**Aim of the task**
Reproduce the listing from the line containing "If you could point at the pistil" through the end of the listing, substituting "image" for "photo" and leaving everything else unchanged. Leave the pictures out.
******************************
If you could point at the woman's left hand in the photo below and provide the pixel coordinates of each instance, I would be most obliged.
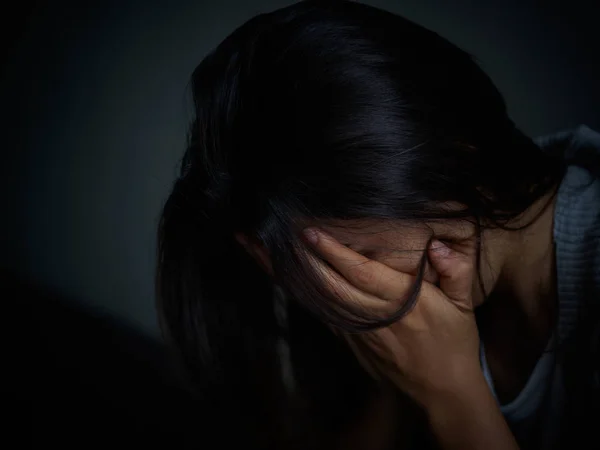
(432, 353)
(432, 350)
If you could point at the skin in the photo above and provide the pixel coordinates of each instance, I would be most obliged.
(517, 268)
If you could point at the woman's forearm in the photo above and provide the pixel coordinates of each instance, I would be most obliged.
(470, 419)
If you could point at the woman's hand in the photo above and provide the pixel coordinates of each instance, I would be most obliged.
(434, 348)
(432, 353)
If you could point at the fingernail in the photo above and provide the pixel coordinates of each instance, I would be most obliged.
(311, 235)
(439, 248)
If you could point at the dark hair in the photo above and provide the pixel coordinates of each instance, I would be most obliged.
(319, 111)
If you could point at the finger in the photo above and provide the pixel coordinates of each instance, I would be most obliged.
(366, 274)
(455, 270)
(345, 291)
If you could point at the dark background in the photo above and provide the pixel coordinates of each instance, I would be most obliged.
(94, 112)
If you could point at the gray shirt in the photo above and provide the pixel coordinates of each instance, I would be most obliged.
(577, 240)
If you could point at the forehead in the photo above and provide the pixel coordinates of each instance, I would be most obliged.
(376, 233)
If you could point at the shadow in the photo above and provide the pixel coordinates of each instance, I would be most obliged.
(89, 381)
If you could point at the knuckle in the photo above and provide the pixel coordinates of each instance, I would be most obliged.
(362, 273)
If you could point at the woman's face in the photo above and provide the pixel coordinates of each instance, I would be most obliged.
(401, 245)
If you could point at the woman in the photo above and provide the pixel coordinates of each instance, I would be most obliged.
(451, 298)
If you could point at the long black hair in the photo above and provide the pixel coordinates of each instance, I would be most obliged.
(320, 111)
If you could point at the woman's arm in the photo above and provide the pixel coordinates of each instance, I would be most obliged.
(469, 418)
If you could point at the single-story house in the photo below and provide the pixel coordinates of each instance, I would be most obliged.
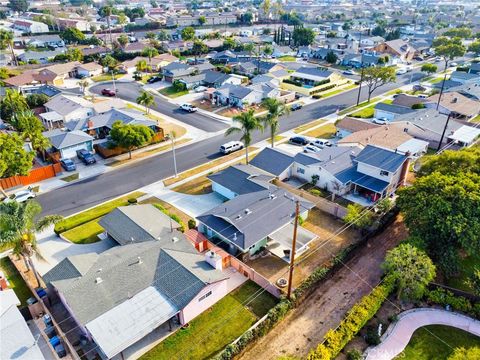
(68, 142)
(89, 69)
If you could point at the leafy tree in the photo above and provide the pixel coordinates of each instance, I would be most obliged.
(331, 57)
(188, 33)
(475, 47)
(18, 5)
(357, 215)
(122, 40)
(429, 68)
(20, 223)
(303, 36)
(275, 109)
(146, 99)
(74, 54)
(247, 123)
(411, 270)
(130, 136)
(375, 77)
(72, 36)
(14, 159)
(12, 102)
(472, 353)
(461, 32)
(448, 48)
(6, 42)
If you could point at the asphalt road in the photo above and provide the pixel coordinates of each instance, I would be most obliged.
(89, 192)
(130, 92)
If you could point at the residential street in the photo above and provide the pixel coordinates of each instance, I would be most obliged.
(92, 191)
(306, 326)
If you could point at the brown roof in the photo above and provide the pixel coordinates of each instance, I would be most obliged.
(388, 137)
(407, 100)
(354, 125)
(458, 103)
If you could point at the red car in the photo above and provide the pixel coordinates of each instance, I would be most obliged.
(108, 92)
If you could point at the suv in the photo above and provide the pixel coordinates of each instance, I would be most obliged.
(231, 147)
(188, 107)
(298, 140)
(86, 157)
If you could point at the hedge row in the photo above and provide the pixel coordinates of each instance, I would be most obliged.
(357, 317)
(459, 303)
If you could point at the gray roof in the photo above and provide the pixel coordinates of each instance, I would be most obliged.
(174, 269)
(139, 223)
(108, 118)
(395, 109)
(381, 158)
(62, 139)
(242, 179)
(273, 161)
(249, 218)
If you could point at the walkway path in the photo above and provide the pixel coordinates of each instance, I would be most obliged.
(398, 335)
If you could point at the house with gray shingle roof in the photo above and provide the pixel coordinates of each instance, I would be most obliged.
(120, 296)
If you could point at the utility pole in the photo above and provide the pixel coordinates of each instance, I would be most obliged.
(294, 243)
(444, 130)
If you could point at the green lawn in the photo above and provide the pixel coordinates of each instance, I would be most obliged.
(215, 328)
(426, 343)
(467, 266)
(172, 93)
(94, 213)
(15, 280)
(85, 233)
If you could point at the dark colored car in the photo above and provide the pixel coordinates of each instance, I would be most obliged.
(108, 92)
(68, 164)
(86, 157)
(154, 79)
(296, 107)
(298, 140)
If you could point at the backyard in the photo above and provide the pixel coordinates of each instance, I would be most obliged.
(437, 342)
(15, 279)
(211, 331)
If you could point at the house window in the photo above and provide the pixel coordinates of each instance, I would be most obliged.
(203, 297)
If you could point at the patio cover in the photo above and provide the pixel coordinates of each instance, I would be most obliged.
(130, 321)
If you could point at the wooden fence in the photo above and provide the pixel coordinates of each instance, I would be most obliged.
(35, 175)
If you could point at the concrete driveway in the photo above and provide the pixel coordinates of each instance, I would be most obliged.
(192, 205)
(54, 249)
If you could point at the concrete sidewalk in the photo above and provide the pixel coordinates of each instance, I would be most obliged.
(398, 335)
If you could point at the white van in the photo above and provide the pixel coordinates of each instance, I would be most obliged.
(231, 147)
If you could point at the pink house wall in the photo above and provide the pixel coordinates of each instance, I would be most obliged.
(196, 307)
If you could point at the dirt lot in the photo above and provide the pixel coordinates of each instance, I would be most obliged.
(305, 327)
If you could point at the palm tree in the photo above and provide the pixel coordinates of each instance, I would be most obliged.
(6, 41)
(247, 123)
(275, 110)
(146, 100)
(19, 224)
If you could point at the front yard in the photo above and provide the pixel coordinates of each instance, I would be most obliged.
(214, 329)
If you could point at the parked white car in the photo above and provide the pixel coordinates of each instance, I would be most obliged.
(311, 149)
(21, 196)
(321, 143)
(188, 107)
(231, 147)
(380, 121)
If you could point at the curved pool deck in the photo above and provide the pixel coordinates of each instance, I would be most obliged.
(398, 334)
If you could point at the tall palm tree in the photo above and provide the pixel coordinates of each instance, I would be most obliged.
(18, 225)
(6, 41)
(275, 110)
(247, 124)
(146, 100)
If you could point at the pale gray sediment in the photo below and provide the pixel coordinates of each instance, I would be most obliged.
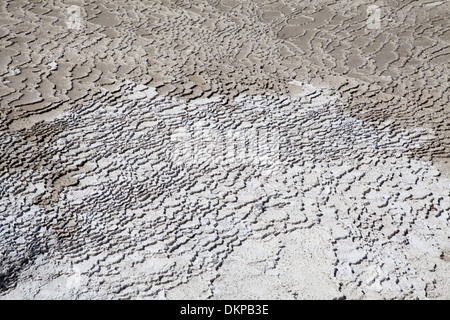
(233, 149)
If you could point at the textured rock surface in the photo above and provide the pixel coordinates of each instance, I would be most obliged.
(228, 149)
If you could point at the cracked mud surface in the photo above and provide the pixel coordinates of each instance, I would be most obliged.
(224, 149)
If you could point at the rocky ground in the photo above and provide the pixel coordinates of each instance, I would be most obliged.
(224, 149)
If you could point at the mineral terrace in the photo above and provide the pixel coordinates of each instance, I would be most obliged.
(224, 149)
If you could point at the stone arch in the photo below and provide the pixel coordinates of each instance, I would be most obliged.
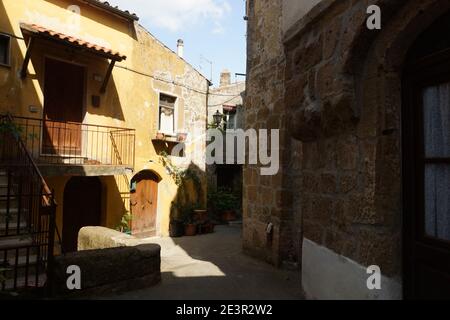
(349, 103)
(144, 200)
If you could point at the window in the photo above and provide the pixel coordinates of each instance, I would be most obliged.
(231, 122)
(436, 119)
(4, 49)
(167, 114)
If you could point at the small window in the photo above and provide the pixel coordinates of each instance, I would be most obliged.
(4, 49)
(167, 114)
(231, 122)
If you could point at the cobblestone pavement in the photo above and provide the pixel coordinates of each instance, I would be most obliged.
(213, 267)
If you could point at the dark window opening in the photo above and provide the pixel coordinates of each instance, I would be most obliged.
(167, 114)
(4, 49)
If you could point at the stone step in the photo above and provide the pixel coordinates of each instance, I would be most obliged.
(14, 242)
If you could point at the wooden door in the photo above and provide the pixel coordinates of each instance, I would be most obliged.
(63, 108)
(81, 208)
(427, 180)
(144, 204)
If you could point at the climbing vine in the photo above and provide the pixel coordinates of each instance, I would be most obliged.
(182, 176)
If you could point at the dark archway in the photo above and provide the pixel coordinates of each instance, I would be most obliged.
(144, 203)
(81, 208)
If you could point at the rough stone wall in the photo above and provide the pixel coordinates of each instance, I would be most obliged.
(231, 95)
(267, 199)
(342, 93)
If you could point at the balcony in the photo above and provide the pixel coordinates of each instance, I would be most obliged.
(70, 148)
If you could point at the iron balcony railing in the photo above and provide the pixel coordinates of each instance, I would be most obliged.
(72, 143)
(27, 215)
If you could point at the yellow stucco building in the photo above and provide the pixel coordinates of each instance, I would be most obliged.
(98, 98)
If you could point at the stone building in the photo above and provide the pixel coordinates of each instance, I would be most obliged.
(98, 101)
(364, 119)
(227, 99)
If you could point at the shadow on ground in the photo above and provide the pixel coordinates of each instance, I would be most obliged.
(213, 267)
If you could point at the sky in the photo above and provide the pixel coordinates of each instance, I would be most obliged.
(213, 31)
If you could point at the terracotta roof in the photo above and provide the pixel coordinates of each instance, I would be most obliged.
(42, 31)
(106, 6)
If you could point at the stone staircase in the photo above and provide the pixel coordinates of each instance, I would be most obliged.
(18, 255)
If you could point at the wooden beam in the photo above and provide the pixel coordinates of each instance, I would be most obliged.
(26, 61)
(107, 76)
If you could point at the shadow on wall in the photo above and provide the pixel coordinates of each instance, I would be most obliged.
(113, 22)
(11, 86)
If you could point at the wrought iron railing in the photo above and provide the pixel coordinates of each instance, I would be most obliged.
(27, 215)
(72, 143)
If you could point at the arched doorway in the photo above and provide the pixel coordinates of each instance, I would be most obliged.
(82, 208)
(144, 203)
(426, 159)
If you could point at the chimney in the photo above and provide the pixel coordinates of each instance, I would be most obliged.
(180, 48)
(225, 78)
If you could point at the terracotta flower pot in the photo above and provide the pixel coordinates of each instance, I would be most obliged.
(190, 230)
(229, 215)
(176, 229)
(181, 137)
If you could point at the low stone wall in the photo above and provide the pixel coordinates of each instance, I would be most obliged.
(109, 263)
(94, 238)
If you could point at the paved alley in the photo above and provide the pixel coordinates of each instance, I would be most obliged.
(213, 267)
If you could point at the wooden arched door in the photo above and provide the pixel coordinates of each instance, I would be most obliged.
(82, 208)
(144, 203)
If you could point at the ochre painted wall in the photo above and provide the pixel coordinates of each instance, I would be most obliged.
(131, 99)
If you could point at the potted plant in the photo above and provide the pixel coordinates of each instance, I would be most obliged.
(185, 213)
(182, 137)
(125, 223)
(160, 135)
(177, 219)
(200, 215)
(190, 229)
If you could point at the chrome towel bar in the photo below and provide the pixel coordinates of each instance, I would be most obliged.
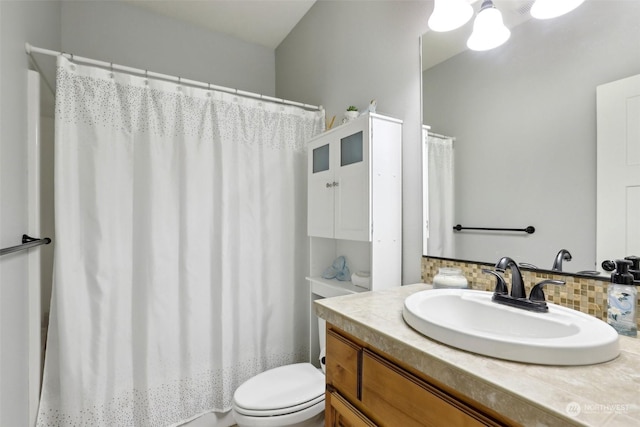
(529, 230)
(27, 242)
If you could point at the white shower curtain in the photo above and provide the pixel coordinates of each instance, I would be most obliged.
(180, 250)
(441, 195)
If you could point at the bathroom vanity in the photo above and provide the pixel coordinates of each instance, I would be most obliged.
(382, 372)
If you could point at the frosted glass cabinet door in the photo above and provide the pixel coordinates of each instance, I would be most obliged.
(320, 203)
(353, 191)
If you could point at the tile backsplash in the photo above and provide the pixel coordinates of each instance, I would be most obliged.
(581, 293)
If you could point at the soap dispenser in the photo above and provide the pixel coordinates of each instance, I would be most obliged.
(622, 296)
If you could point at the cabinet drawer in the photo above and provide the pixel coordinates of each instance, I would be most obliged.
(340, 413)
(400, 399)
(343, 358)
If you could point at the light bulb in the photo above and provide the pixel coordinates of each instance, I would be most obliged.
(449, 14)
(489, 30)
(547, 9)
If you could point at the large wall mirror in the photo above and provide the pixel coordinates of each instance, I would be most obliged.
(523, 119)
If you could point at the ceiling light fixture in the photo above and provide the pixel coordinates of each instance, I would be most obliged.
(547, 9)
(450, 14)
(489, 30)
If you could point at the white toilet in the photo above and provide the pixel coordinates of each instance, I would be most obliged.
(290, 395)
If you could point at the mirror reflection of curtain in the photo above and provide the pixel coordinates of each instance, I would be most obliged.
(440, 185)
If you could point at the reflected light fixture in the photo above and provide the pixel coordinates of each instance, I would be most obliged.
(547, 9)
(489, 30)
(449, 14)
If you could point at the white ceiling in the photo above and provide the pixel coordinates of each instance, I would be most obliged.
(263, 22)
(268, 22)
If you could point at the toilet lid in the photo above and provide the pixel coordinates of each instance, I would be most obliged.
(280, 388)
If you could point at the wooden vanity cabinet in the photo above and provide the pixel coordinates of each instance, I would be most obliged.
(366, 389)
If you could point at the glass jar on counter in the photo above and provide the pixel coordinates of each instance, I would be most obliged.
(450, 277)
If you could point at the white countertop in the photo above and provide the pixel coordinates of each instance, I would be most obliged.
(607, 394)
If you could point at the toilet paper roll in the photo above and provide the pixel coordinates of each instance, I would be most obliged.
(322, 359)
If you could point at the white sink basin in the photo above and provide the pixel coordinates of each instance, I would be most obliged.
(470, 321)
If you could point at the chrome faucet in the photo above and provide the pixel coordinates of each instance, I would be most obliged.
(517, 285)
(563, 254)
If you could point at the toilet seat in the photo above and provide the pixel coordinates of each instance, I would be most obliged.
(284, 390)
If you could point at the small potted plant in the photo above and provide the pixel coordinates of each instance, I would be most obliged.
(351, 113)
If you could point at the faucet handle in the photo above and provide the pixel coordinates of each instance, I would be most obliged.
(501, 285)
(537, 294)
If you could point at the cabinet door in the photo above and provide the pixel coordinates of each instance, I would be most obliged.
(340, 413)
(320, 197)
(352, 187)
(400, 399)
(343, 361)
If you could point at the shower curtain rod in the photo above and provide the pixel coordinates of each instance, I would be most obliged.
(437, 135)
(110, 65)
(27, 242)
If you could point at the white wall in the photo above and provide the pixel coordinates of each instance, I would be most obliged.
(524, 116)
(39, 23)
(347, 53)
(129, 35)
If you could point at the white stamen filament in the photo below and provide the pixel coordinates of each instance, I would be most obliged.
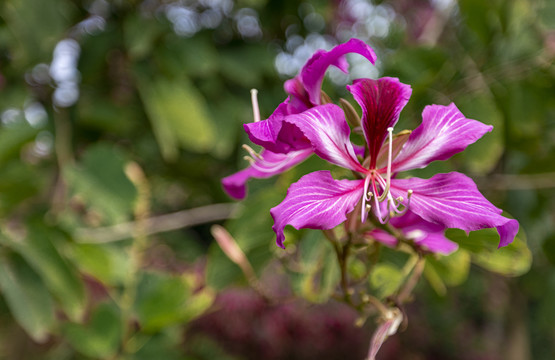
(251, 152)
(255, 109)
(374, 180)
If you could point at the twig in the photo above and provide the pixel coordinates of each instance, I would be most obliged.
(157, 224)
(517, 181)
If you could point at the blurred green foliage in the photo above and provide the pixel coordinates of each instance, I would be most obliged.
(150, 121)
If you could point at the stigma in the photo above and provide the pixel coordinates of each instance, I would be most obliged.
(377, 190)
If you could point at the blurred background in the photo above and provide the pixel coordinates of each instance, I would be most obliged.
(119, 118)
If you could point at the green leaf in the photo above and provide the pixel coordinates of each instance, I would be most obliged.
(252, 229)
(100, 181)
(100, 337)
(178, 114)
(165, 300)
(140, 34)
(63, 281)
(514, 259)
(108, 263)
(452, 269)
(482, 108)
(12, 139)
(36, 26)
(386, 279)
(19, 182)
(27, 297)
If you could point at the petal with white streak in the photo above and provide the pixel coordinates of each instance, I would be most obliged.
(454, 201)
(316, 201)
(444, 132)
(305, 87)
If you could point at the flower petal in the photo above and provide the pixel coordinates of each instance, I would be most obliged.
(276, 136)
(316, 201)
(328, 132)
(271, 164)
(381, 101)
(453, 200)
(305, 87)
(437, 243)
(444, 132)
(425, 234)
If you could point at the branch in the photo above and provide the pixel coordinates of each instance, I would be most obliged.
(157, 224)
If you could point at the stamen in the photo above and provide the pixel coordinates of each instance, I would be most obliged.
(255, 109)
(389, 156)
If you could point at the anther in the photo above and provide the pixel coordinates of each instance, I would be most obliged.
(255, 109)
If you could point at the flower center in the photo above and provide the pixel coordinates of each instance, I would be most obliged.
(377, 188)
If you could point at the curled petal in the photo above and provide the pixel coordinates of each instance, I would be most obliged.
(305, 87)
(381, 101)
(275, 135)
(328, 132)
(453, 200)
(316, 201)
(271, 164)
(444, 132)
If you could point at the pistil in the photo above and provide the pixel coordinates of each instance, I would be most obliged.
(255, 109)
(374, 180)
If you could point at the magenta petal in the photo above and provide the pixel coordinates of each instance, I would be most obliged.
(305, 88)
(381, 101)
(274, 135)
(328, 132)
(272, 164)
(316, 201)
(444, 132)
(453, 200)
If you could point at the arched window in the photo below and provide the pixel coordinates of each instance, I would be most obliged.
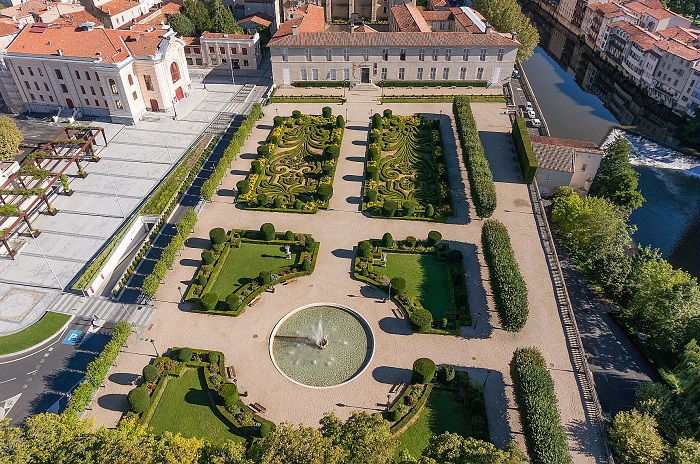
(175, 71)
******************************
**Exercise solution**
If you could point at the pistil in the image above and provide the pixel coordinates of each instance, I would be most obliged.
(255, 109)
(374, 180)
If you could point at the magenta petal in the image above and provide the pixel coordinates of each instance, I would be most obliged.
(305, 88)
(381, 101)
(274, 135)
(328, 132)
(272, 164)
(316, 201)
(444, 132)
(453, 200)
If you could point at the arched window in the image below and provide the pixel coordinates of each instance, I would be most obliged.
(175, 71)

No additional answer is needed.